--- WHAT THE EXERCISE ASKS ---
Count the lines in the material below that contain the word "wooden". Reply with that number alone.

--- EXERCISE MATERIAL ---

----------------

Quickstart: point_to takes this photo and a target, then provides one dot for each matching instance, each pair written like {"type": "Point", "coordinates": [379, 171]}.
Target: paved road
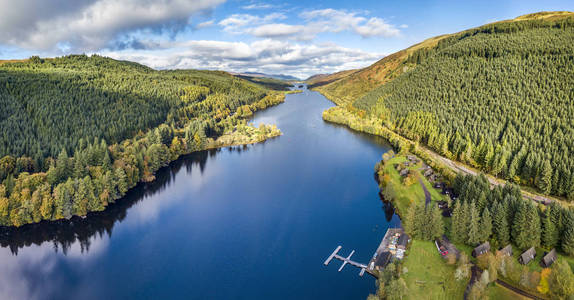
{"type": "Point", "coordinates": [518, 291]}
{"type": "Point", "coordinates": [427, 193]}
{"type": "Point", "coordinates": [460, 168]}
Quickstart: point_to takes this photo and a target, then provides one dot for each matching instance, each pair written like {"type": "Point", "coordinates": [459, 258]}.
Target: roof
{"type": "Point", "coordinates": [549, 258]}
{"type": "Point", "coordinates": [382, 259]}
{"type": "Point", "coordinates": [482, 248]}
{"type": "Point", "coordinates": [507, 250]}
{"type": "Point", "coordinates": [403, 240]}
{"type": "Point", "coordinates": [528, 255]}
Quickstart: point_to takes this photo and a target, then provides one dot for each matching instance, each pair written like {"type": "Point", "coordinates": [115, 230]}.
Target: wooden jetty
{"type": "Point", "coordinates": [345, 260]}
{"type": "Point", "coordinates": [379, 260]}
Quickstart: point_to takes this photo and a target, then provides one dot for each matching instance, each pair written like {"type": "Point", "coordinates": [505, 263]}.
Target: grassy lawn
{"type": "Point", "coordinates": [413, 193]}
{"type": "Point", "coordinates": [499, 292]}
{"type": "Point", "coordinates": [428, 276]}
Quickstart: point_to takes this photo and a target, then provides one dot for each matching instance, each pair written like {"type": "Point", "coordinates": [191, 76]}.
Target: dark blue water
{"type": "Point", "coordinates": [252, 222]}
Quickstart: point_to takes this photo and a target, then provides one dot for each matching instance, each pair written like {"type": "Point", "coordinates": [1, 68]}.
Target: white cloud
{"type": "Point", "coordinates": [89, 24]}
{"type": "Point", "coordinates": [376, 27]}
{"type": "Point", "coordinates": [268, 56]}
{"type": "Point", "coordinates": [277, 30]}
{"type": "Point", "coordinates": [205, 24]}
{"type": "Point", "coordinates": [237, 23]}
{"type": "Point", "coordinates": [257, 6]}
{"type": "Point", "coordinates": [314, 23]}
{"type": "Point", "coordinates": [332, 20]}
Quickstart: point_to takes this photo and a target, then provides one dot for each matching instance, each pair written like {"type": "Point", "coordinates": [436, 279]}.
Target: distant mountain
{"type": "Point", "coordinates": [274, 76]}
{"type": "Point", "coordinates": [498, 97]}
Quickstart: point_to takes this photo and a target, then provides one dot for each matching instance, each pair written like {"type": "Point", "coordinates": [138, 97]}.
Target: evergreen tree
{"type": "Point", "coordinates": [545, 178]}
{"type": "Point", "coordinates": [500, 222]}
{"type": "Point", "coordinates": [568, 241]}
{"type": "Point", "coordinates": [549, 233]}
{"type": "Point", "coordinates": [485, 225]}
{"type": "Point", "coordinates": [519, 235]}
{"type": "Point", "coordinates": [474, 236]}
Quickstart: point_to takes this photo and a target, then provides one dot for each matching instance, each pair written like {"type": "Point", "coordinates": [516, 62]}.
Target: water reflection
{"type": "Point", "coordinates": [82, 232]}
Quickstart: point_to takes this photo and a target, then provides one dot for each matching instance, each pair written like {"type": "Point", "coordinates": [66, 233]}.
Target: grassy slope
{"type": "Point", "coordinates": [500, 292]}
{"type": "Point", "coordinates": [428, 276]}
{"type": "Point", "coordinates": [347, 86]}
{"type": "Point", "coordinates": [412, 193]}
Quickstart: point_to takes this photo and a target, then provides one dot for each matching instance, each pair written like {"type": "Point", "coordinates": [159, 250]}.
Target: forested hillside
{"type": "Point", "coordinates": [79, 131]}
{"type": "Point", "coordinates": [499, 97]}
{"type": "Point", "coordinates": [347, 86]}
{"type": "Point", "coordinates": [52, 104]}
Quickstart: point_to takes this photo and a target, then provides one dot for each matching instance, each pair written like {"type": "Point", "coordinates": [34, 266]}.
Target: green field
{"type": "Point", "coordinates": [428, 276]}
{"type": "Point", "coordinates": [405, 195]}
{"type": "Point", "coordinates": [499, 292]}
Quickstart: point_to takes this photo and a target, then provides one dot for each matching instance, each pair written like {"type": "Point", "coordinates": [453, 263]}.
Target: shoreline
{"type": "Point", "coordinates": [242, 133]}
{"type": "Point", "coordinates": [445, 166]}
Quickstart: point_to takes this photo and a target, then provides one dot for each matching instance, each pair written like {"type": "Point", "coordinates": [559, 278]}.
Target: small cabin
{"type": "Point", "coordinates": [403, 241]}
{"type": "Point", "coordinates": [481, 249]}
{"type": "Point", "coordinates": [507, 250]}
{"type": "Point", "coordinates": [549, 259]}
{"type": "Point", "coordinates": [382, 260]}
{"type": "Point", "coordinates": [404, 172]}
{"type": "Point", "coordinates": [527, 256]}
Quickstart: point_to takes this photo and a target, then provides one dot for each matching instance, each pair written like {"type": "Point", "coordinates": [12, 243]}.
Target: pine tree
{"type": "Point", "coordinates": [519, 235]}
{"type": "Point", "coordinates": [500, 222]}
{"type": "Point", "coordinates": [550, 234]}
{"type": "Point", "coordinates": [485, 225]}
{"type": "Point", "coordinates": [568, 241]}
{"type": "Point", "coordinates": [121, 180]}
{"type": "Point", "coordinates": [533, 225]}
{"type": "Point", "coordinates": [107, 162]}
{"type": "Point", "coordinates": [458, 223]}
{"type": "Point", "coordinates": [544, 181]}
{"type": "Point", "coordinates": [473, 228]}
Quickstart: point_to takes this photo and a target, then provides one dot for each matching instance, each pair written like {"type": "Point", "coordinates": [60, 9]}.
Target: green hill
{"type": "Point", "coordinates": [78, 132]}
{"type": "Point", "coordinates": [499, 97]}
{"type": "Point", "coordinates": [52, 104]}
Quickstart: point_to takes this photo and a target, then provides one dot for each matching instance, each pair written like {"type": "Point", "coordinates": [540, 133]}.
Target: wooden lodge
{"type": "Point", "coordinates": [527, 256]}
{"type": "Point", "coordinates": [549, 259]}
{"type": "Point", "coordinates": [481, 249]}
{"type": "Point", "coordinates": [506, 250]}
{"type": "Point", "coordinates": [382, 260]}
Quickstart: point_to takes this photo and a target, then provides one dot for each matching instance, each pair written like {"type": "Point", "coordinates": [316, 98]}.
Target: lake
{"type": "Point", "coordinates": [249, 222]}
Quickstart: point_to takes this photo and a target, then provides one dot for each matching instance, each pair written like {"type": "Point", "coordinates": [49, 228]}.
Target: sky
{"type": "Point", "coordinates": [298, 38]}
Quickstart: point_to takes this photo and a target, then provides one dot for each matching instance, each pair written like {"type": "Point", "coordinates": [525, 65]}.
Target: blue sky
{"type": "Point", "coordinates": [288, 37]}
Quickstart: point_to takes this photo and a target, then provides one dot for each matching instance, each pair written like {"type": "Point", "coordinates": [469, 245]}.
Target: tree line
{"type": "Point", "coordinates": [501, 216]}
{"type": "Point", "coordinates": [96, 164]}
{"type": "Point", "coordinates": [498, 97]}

----------------

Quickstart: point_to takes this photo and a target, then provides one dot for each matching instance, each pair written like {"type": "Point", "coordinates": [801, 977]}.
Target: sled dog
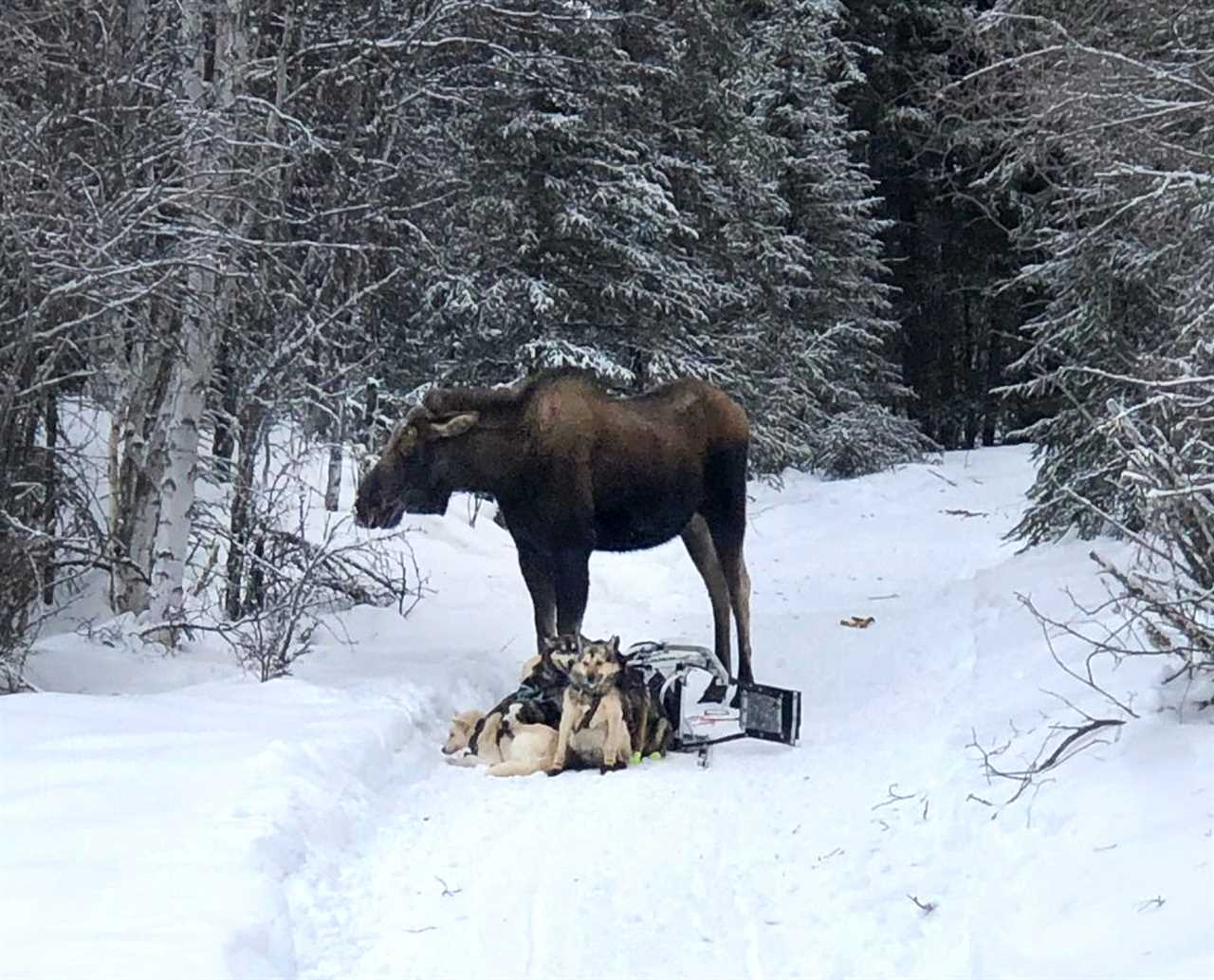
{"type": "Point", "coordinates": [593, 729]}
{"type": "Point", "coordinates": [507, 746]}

----------------

--- OUTPUT ---
2